(Data excerpted from a collection)
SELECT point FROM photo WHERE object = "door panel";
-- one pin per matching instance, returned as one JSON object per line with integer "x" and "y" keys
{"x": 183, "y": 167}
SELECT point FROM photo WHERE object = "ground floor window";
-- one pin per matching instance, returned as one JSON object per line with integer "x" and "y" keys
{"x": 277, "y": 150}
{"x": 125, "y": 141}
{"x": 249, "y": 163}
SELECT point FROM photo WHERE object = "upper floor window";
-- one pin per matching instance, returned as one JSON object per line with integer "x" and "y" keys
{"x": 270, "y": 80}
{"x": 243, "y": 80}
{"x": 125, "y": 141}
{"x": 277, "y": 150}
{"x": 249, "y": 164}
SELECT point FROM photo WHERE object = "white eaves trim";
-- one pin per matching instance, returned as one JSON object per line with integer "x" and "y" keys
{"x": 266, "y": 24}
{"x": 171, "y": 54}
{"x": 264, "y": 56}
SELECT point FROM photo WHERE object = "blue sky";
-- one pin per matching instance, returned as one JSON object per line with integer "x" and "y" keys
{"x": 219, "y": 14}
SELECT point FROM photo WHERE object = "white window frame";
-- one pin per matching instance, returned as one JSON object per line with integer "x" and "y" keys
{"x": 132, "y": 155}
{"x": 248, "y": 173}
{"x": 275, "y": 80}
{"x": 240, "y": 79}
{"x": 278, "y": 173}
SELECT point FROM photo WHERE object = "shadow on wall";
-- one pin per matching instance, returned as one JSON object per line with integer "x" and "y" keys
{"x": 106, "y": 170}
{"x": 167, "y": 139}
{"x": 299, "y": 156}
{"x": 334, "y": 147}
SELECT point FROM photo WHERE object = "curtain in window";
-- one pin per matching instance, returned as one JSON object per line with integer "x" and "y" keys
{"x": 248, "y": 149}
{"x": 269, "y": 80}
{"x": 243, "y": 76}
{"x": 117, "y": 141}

...

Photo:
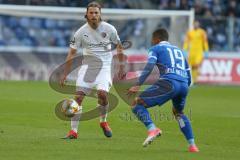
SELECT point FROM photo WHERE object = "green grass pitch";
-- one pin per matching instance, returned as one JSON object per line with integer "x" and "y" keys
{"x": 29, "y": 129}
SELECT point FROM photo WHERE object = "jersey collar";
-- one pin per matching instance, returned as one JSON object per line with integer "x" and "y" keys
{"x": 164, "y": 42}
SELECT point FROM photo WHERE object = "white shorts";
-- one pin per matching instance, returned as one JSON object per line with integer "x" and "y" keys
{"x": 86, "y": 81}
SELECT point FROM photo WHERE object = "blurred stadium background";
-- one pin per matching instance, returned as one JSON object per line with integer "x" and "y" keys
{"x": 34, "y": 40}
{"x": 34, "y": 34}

PROBLEM DESCRIPTION>
Identify every line in the data above that contains the string "window", treating uppercase and lowercase as different, and copy each such line.

SOLUTION>
SELECT point FROM photo WHERE object = "ground floor window";
SELECT point FROM photo WHERE object = "upper floor window";
SELECT point FROM photo WHERE object = "white window frame";
SELECT point FROM photo WHERE object = "curtain in window";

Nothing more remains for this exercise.